Суверен Гоббса

Александр Филиппов, профессор НИУ ВШЭ, в своей статье показывает тесную связь «силы» и «права» в философии Гоббса: суверен как гарант права оказывается также и арбитром в тяжбе политиков о праве.

Политика 31.05.2012 // 12 300

От редакции. Мысль Т. Гоббса образует напряженное поле дискуссий о пределах суверенитета и распределении прав и обязанностей в государстве. Экономически просчитать эти права и обязанности невозможно, и фигура суверена как интерпретатора и учредителя государственного порядка оказывается необходимой. А.Ф. Филиппов, профессор НИУ ВШЭ, показывает тесную связь «силы» и «права» в философии Гоббса: суверен как гарант права оказывается и арбитром в тяжбе политиков о праве. Но оказывается, что даже быть гарантом права можно только в порочном круге дисциплинирующих практик, границы которых требуют отдельного обсуждения.

--- Задание 1 ---
Какую должность занимает Александр Филиппов согласно фрагменту о суверене Гоббса?

--- Исходные данные ---
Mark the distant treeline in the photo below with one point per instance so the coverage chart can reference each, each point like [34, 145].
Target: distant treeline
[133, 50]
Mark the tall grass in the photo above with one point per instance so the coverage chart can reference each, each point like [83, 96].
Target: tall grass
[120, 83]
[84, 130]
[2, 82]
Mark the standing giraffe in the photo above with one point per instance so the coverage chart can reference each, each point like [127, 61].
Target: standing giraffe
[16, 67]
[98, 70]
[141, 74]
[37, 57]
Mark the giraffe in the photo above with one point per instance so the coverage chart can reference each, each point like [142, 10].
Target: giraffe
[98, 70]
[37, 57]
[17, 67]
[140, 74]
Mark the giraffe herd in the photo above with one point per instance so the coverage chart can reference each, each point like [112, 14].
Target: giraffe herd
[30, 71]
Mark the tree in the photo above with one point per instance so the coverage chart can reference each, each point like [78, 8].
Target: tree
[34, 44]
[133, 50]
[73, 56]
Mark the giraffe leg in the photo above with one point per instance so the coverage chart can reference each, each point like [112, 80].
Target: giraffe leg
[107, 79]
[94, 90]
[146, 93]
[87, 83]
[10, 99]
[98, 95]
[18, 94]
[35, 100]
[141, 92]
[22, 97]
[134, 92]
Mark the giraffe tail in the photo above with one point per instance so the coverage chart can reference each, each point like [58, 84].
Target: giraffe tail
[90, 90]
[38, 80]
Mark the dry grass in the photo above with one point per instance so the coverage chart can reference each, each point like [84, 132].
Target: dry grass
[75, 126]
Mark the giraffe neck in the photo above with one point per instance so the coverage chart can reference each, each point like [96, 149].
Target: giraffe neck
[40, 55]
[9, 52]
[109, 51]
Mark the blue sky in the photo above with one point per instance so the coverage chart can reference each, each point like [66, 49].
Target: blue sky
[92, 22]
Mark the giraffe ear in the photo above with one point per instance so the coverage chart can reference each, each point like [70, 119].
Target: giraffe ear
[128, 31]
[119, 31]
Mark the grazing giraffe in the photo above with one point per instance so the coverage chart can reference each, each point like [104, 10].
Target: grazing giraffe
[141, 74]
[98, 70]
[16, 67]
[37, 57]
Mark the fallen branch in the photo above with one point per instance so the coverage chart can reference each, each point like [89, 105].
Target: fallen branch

--- Задание 2 ---
Выпишите записи от строки с «Mark the blue» до конца записей включительно, заменив в них «coverage chart» на «coverage map». Остальное оставьте без изменений.

--- Ответ 1 ---
Он профессор НИУ ВШЭ.

--- Ответ 2 ---
Mark the blue sky in the photo above with one point per instance so the coverage map can reference each, each point like [66, 49].
Target: blue sky
[92, 22]
Mark the giraffe ear in the photo above with one point per instance so the coverage map can reference each, each point like [70, 119].
Target: giraffe ear
[128, 31]
[119, 31]
Mark the grazing giraffe in the photo above with one point per instance so the coverage map can reference each, each point like [104, 10].
Target: grazing giraffe
[141, 74]
[98, 70]
[16, 67]
[37, 57]
Mark the fallen branch in the photo above with one point per instance so the coverage map can reference each, each point like [89, 105].
Target: fallen branch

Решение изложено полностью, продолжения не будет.